WHAT TO PRODUCE
Exact repetition is required: output every record in full.
━━ DATASET ━━
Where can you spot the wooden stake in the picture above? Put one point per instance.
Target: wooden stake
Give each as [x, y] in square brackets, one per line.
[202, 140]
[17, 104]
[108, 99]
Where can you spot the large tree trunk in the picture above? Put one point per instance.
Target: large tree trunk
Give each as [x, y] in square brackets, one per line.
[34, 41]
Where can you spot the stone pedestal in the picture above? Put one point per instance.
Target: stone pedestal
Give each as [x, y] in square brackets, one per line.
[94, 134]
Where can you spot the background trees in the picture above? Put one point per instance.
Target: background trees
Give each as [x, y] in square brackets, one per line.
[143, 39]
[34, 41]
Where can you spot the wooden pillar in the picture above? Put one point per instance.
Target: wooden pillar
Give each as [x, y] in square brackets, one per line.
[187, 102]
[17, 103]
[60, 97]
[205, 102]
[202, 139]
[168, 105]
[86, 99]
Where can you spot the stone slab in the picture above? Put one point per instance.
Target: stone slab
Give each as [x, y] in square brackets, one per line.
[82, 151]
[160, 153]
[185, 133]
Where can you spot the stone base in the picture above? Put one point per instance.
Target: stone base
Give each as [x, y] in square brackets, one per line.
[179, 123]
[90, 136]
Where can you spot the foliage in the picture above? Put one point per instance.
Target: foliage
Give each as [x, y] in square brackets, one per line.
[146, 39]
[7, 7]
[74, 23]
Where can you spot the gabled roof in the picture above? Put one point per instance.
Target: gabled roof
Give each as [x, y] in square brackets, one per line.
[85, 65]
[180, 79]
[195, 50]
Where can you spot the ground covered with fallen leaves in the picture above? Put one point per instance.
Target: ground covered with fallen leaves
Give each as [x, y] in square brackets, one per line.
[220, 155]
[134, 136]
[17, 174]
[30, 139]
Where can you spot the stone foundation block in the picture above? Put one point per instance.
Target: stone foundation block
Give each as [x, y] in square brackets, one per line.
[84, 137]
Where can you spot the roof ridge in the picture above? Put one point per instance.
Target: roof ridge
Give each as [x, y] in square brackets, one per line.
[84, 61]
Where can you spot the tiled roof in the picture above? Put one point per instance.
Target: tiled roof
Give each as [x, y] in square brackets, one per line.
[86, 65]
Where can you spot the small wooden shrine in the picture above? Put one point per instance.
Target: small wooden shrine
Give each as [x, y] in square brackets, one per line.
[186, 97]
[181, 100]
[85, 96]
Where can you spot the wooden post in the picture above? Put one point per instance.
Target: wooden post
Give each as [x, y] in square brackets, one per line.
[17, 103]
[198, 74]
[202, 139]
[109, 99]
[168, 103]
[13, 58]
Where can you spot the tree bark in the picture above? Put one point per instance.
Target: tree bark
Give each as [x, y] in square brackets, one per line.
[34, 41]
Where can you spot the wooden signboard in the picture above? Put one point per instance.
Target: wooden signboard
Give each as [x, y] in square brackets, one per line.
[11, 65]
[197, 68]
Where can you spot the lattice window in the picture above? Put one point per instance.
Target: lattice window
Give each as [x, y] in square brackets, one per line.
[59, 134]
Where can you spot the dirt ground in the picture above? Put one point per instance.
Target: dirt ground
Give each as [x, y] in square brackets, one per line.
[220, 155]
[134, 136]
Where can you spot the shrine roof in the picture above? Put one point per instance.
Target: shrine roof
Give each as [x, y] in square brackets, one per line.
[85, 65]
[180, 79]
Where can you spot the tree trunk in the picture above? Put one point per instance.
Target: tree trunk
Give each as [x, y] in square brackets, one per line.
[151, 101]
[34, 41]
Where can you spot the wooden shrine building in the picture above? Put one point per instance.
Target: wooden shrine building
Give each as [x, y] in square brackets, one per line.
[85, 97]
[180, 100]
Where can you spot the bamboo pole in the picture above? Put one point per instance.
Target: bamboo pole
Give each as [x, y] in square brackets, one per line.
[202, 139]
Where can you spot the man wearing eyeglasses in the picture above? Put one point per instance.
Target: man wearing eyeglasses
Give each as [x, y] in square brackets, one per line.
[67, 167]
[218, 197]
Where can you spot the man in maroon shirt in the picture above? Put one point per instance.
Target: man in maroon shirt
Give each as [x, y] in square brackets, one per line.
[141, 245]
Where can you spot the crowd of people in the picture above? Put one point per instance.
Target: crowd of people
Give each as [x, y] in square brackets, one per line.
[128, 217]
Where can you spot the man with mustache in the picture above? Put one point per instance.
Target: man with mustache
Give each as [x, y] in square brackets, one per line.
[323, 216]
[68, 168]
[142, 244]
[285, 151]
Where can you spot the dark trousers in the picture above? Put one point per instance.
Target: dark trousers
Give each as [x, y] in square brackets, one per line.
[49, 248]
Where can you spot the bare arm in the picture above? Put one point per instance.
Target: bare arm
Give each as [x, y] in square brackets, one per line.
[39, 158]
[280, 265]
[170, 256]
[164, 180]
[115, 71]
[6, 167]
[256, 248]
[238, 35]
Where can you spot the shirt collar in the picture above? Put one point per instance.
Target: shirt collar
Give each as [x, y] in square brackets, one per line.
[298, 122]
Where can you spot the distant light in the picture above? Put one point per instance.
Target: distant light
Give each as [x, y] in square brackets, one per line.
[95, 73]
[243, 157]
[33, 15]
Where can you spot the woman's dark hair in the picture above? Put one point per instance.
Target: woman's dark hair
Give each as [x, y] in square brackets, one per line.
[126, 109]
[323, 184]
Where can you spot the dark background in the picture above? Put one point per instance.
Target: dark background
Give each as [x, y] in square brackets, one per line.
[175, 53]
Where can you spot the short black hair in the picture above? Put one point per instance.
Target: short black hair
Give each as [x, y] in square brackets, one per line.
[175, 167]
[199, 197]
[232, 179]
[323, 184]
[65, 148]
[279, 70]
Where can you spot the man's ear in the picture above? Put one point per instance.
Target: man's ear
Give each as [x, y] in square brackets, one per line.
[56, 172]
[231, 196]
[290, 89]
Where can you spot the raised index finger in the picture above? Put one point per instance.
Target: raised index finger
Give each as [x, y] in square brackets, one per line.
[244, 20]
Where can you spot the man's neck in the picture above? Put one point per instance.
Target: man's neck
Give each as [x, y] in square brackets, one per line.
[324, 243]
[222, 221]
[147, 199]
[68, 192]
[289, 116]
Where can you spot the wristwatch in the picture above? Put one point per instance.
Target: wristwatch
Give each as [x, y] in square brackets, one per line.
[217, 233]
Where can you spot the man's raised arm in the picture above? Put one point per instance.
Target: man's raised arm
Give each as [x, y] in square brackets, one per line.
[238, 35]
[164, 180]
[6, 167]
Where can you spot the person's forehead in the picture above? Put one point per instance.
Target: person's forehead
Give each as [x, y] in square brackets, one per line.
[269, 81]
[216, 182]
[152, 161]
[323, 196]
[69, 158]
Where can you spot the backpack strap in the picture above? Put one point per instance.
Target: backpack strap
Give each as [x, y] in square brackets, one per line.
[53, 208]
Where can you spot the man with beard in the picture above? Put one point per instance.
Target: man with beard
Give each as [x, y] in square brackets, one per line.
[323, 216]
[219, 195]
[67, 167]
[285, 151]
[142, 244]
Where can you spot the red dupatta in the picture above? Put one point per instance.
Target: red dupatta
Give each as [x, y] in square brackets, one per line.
━━━
EXERCISE RESULT
Where can you spot the wooden stake in the picture above? Put one point per instance.
Target: wooden stake
Give each as [x, y] in square brackets, one per line.
[202, 140]
[17, 104]
[108, 99]
Where can you spot the large tree trunk in the picture above? Put one point per instance.
Target: large tree trunk
Give each as [x, y] in square brackets, one per line.
[34, 41]
Where can you spot the stone pedestal in the picture above? Put one point per instance.
Target: stone pedestal
Give each as [x, y] in square brackets, one per line.
[94, 134]
Where can you spot the background trees in the picture above? Put one point per instance.
Target: background trees
Give each as [x, y] in square brackets, one per line.
[143, 39]
[34, 41]
Where can you spot the wooden pillar in the picture above? Put one point per instance.
Target: wooden pillar
Give each as [x, y] in square brackets, one per line.
[187, 102]
[17, 103]
[60, 97]
[205, 102]
[202, 139]
[168, 105]
[86, 99]
Where can you spot the stone slab in the picture above? Put one point per instance.
Target: stone slab
Give each as [x, y] in square brackets, one per line.
[82, 151]
[160, 153]
[185, 133]
Where can you spot the stone base in the picture above? Put one point per instance.
Target: stone base
Give each as [x, y] in square brackets, one per line.
[179, 123]
[90, 136]
Where can you spot the foliage in the picture above? Put one point per instance.
Target: foliage
Give each as [x, y] in square brackets, one per line.
[146, 39]
[7, 7]
[74, 23]
Where can you spot the gabled roof in the picture above? Put one point per instance.
Target: gabled roof
Give each as [x, y] in square brackets, one per line.
[85, 65]
[180, 79]
[195, 50]
Where can you spot the ground covered with fallen leaves in the picture above? Put one point per instance.
Target: ground covered with fallen leaves
Give each as [x, y] in square brackets, one per line.
[220, 155]
[134, 136]
[17, 174]
[30, 139]
Where can you spot the stone foundation block in the picture above? Put one point per instance.
Target: stone foundation block
Give each as [x, y] in square brackets, one per line.
[84, 137]
Where can you spot the roof ridge in the picture above? Put one point per instance.
Target: roof ridge
Give each as [x, y] in square brackets, one per line.
[84, 61]
Where can you spot the tiled roof in the picture above? Put one point per instance.
Target: tiled roof
Give each as [x, y] in square brackets, one per line.
[86, 65]
Where can you spot the small wooden shrine in the picture above? Put one point per instance.
Target: small wooden shrine
Give each as [x, y] in square brackets, one per line.
[186, 97]
[181, 100]
[85, 96]
Where can you spot the wooden post in the picture above? Put one point per instance.
Target: wooden post
Give each as [x, y] in square brackets, one per line.
[17, 103]
[198, 74]
[202, 139]
[109, 99]
[168, 103]
[13, 58]
Where can you spot the tree bark in the picture above? Put one point per instance.
Target: tree bark
Give each as [x, y] in square brackets, one per line.
[34, 41]
Where can you spot the wooden signboard in the picture above? Put one point per instance.
Target: wooden signboard
Give each as [x, y] in square brackets, one per line.
[11, 65]
[197, 68]
Where can you spot the lattice window in the picture above? Put one point per instance.
Target: lattice window
Give each as [x, y] in square brackets, one per line.
[59, 134]
Where can you spot the dirt ground in the picture above? Put one point per instance.
Target: dirt ground
Give each as [x, y] in square brackets, one per line.
[220, 155]
[134, 136]
Where can you spot the shrine roof in the picture above? Put one point per instance.
Target: shrine roof
Give each as [x, y] in square brackets, one per line.
[85, 65]
[180, 79]
Where can you spot the tree trunk in the picture above? Put one point per instance.
Target: tree trunk
Give each as [x, y] in square brackets, one per line.
[151, 101]
[34, 41]
Where can you spot the wooden shrine building in the picture above? Put one point per instance.
Target: wooden shrine building
Give each as [x, y] in square brackets, one per line.
[85, 97]
[180, 100]
Where can you spot the bamboo pole in the picture above? Put one point per instance.
Target: bamboo pole
Give each as [x, y] in square brackets, one per line.
[202, 139]
Where can you spot the man wearing eyeglasses in the picture above? Put one point per instance.
Target: man wearing eyeglasses
Give each as [x, y] in square brackets, one per line.
[67, 167]
[218, 197]
Where can you spot the man in maroon shirt in the picture above? Put one point per instance.
Target: man in maroon shirt
Give each as [x, y] in square brackets, one per line.
[141, 245]
Where can you spot the crowd of people in the picture above? Put one point per instance.
Target: crowd of people
Give each as [x, y] in square brackets, one per line.
[128, 217]
Where can you spot the man with mustache in the picture above? Put one point per instance.
Target: man with mustache
Give each as [x, y] in square brackets, one per line.
[323, 216]
[68, 168]
[142, 244]
[285, 151]
Where can you spot the dark trousers in the picture above? Put one point per instance.
Target: dark trousers
Give each as [x, y] in square brackets, one per line.
[49, 248]
Where can you spot the bare arm in the picture above? Put one point per instance.
Target: bare arm
Give each as [x, y] in square brackets, one per line.
[39, 158]
[280, 265]
[170, 256]
[164, 180]
[115, 71]
[6, 167]
[256, 248]
[238, 35]
Where can you spot the shirt collar in the picture above? Put one point per instance.
Target: shirt collar
Give each as [x, y] in square brackets, one per line.
[298, 122]
Where can you spot the distant light in the picture above? Put one point per instance.
Target: distant light
Give each as [x, y] in square brackets, one per line.
[95, 73]
[243, 157]
[33, 15]
Where can you spot the woman's dark hair in the picture above? Put one point per instance.
Target: woman's dark hair
Give each as [x, y] in square brackets, one per line.
[126, 109]
[323, 184]
Where can you spot the dark background in the picture above? Put one point per instance.
Target: dark background
Give each as [x, y] in square brackets, one per line.
[175, 53]
Where can you spot the short black hair in the picture above? Put one point per instance.
Target: short black hair
Give each as [x, y] in square brackets, one per line.
[175, 167]
[199, 197]
[232, 179]
[323, 184]
[65, 148]
[279, 70]
Where can you spot the man's ear in the picture above? Put one point per instance.
Target: man's ear
Give each as [x, y] in square brackets, one per line.
[56, 172]
[231, 196]
[290, 89]
Where can you spot the raised index finger in the picture above? Put one point per instance.
Target: raised index finger
Give each as [x, y] in square brackets, one per line.
[244, 20]
Where can you spot the man's neck in the picture above? Put one point per instance.
Target: man's neck
Give each as [x, y] in square brackets, one per line.
[324, 243]
[222, 221]
[147, 199]
[68, 192]
[289, 116]
Where can you spot the wristwatch in the picture above? Put one point per instance.
Target: wristwatch
Give each as [x, y] in square brackets, one per line.
[217, 233]
Where can you spot the man's raised arm in the picture above? Put one point per instance.
Target: man's raised arm
Give each as [x, y] in square brackets, one per line.
[238, 35]
[164, 180]
[6, 167]
Where can you spot the person's forehead in the picture above? Put one point per instance.
Target: person's forehead
Give each as [x, y] in square brackets, one per line.
[269, 81]
[216, 182]
[152, 161]
[323, 196]
[69, 158]
Where can you spot the backpack strap in the picture above? Put one point per instance.
Target: backpack strap
Give each as [x, y] in square brackets, one per line.
[53, 208]
Where can you spot the man with beard in the picture above? Put one point per instance.
Target: man with beard
Give each as [x, y] in square brackets, one per line.
[323, 216]
[219, 195]
[67, 167]
[285, 151]
[142, 244]
Where can you spot the red dupatta in the picture above? Put one point per instance.
Target: red dupatta
Give each as [x, y] in square brackets, one per line.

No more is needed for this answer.